Stored entries
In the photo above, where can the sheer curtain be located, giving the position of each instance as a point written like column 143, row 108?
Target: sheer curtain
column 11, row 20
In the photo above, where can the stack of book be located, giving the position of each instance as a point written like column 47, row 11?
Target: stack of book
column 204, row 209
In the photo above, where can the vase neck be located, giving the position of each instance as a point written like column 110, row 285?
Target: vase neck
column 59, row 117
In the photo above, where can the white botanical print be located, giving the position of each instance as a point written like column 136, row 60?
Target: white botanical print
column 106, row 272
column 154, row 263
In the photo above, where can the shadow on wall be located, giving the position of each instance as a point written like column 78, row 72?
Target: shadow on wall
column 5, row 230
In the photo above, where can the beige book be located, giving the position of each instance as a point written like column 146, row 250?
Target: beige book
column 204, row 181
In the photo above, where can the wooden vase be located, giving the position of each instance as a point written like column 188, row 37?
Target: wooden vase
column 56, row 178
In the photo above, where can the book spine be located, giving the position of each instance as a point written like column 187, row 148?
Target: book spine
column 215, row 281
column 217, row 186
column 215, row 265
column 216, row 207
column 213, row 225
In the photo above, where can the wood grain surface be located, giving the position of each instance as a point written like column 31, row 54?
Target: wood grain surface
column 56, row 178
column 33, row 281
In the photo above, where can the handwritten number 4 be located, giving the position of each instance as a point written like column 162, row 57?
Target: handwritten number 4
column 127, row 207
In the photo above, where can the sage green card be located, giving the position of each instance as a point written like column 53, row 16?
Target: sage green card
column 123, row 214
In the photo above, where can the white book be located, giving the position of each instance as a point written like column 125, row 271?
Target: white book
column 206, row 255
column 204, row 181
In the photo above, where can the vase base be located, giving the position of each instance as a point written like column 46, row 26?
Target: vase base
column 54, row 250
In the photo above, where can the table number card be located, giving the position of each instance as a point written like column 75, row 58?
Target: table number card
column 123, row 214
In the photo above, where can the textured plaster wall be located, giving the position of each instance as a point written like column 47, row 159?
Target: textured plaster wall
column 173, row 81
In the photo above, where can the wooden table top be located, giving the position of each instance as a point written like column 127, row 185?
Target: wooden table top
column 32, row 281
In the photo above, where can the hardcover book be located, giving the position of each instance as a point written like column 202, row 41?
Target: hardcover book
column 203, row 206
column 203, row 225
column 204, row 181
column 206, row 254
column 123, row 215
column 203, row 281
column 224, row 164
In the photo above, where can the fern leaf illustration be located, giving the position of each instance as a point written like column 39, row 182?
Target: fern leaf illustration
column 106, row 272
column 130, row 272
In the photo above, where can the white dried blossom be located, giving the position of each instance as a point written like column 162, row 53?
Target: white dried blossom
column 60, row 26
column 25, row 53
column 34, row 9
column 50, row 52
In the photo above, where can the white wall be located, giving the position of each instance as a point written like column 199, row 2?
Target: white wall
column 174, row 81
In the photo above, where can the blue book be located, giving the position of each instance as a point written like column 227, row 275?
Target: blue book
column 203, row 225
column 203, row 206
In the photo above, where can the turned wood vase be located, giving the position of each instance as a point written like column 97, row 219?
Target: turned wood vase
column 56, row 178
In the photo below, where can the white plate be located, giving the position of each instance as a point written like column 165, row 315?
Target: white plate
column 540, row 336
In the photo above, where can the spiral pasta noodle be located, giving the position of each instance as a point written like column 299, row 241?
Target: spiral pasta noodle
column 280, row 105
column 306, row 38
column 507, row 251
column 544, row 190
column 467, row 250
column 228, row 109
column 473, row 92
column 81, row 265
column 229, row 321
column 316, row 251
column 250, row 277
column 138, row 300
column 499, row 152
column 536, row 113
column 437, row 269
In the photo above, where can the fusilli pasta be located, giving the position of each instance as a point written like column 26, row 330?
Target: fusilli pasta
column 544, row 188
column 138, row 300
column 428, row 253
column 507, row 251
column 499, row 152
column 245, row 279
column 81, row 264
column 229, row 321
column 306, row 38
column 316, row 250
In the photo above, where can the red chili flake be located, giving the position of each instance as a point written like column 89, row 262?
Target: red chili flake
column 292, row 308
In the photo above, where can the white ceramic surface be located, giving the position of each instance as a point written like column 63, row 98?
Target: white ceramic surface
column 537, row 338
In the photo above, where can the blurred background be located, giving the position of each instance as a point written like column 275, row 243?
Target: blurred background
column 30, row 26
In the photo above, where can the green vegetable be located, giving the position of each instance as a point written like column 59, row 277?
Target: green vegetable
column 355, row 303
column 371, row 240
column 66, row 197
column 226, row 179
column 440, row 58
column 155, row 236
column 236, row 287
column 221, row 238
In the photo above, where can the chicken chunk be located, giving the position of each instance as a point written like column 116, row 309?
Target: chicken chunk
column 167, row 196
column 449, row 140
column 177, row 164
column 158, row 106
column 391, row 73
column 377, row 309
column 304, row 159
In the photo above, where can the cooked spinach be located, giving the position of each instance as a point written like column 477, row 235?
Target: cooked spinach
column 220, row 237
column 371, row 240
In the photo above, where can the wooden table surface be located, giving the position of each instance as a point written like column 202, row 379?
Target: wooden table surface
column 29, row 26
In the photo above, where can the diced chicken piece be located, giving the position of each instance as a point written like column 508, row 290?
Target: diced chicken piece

* **WRITTEN PROBLEM**:
Rewrite all the entries above, changing every "Target" to "Label" and leaving everything else untouched.

* **ANSWER FOR THE TASK**:
In the photo above, where can the sheer curtain be located, giving the position of each instance as a point written like column 143, row 108?
Label: sheer curtain
column 11, row 20
In the photo above, where can the stack of book be located, giving the position of each instance as a point written like column 47, row 11?
Label: stack of book
column 204, row 209
In the photo above, where can the vase neck be located, giving the position of each instance as a point written like column 110, row 285?
Label: vase neck
column 59, row 117
In the photo above, where can the white botanical print be located, giving the position of each instance as a point written like column 136, row 60?
Label: white botanical print
column 106, row 272
column 154, row 263
In the photo above, where can the shadow on wall be located, giving the position of each instance as a point written like column 78, row 72?
Label: shadow on wall
column 5, row 230
In the photo above, where can the beige book be located, giving the position of each instance as a point written like column 146, row 250?
Label: beige book
column 204, row 181
In the photo above, where can the wooden vase be located, giving the position of each instance as a point written like column 188, row 37?
Label: wooden vase
column 56, row 178
In the photo above, where can the book spine be located, giving the position of each instance as a point written like column 187, row 148?
Label: book spine
column 215, row 281
column 217, row 186
column 215, row 265
column 216, row 207
column 213, row 225
In the photo above, where can the wood grain surface be located, giving the position of each instance as a point written like column 31, row 54?
Label: wood grain surface
column 56, row 178
column 33, row 281
In the photo above, where can the handwritten number 4 be located, giving the position of each instance as a point written like column 162, row 57?
Label: handwritten number 4
column 127, row 207
In the photo above, where can the sage green card be located, giving the position of each instance as a point written like column 53, row 16?
Label: sage green card
column 123, row 214
In the photo above, where can the white book be located, giving the position of each instance as a point written like column 125, row 271?
Label: white book
column 206, row 255
column 204, row 181
In the photo above, where can the vase base be located, giving the position of each instance as a point written like column 46, row 26?
Label: vase base
column 54, row 250
In the photo above, where can the table number card be located, giving the position of each instance as a point written like column 75, row 58?
Label: table number card
column 123, row 214
In the photo above, where can the textured plaster wall be located, giving the position of each instance as a point written like column 47, row 159?
Label: textured plaster wall
column 173, row 81
In the photo above, where can the wooden table top be located, giving the position of each instance as a point written like column 127, row 185?
Label: wooden table top
column 32, row 281
In the photo above, where can the hardcover book be located, giving the position of each instance as a point written like column 202, row 41?
Label: hardcover book
column 203, row 206
column 203, row 225
column 204, row 181
column 206, row 254
column 123, row 215
column 203, row 281
column 224, row 164
In the photo above, where can the fern leaf illustration be located, giving the position of each instance as a point written like column 39, row 182?
Label: fern leaf illustration
column 106, row 272
column 130, row 272
In the photo above, where can the white dried blossom be located, giving the position of each instance as a point written like column 162, row 53?
Label: white dried blossom
column 60, row 26
column 25, row 53
column 34, row 9
column 50, row 52
In the photo above, where can the white wall be located, giving the position of each instance as a point written like column 199, row 2?
Label: white wall
column 174, row 81
In the photo above, where can the blue book be located, giving the position of each instance as a point written like column 227, row 275?
Label: blue book
column 203, row 225
column 203, row 206
In the photo above, where can the turned wood vase be located, giving the position of each instance as a point written like column 97, row 219?
Label: turned wood vase
column 56, row 178
In the photo below, where can the white plate be located, giving the position of each instance as a point written like column 165, row 315?
Label: white plate
column 540, row 336
In the photo above, where can the spiral pasta noodle be located, giving the position of each instance as a point written like column 299, row 241?
Label: spiral pasta noodle
column 280, row 105
column 306, row 38
column 507, row 251
column 544, row 190
column 467, row 250
column 228, row 109
column 473, row 92
column 81, row 265
column 229, row 321
column 316, row 251
column 250, row 277
column 138, row 300
column 499, row 152
column 536, row 113
column 437, row 269
In the photo above, where can the fusilli pasta be located, giving the position of each instance as a point written like column 26, row 330?
Label: fusilli pasta
column 544, row 188
column 138, row 300
column 428, row 253
column 507, row 251
column 499, row 152
column 245, row 279
column 81, row 264
column 229, row 321
column 306, row 38
column 316, row 250
In the photo above, where can the red chili flake be located, giving the position of each instance as a point written like column 89, row 262?
Label: red chili flake
column 292, row 308
In the photo above, where can the white ceramic surface be located, giving the position of each instance as a point written like column 63, row 98?
Label: white ceramic surface
column 537, row 338
In the photo above, where can the blurred background be located, giving the position of each instance as a point written like column 275, row 243?
Label: blurred background
column 30, row 26
In the photo above, where can the green vegetable be located, giving the position of each instance as a point written like column 59, row 277?
Label: green vegetable
column 355, row 303
column 371, row 240
column 66, row 197
column 226, row 179
column 440, row 58
column 155, row 236
column 236, row 287
column 221, row 238
In the photo above, where can the chicken chunk be located, giving the position of each instance as a point written like column 116, row 309?
Label: chicken chunk
column 167, row 196
column 449, row 140
column 177, row 164
column 158, row 106
column 391, row 73
column 377, row 309
column 304, row 159
In the photo above, where can the cooked spinach be located, giving the position of each instance as a point written like column 477, row 235?
Label: cooked spinach
column 220, row 237
column 371, row 240
In the photo above, where can the wooden table surface be located, giving the position of each instance as a point written like column 202, row 379?
Label: wooden table surface
column 29, row 26
In the photo above, where can the diced chicken piece be located, giving the position of each instance as a point written like column 508, row 290?
Label: diced chicken piece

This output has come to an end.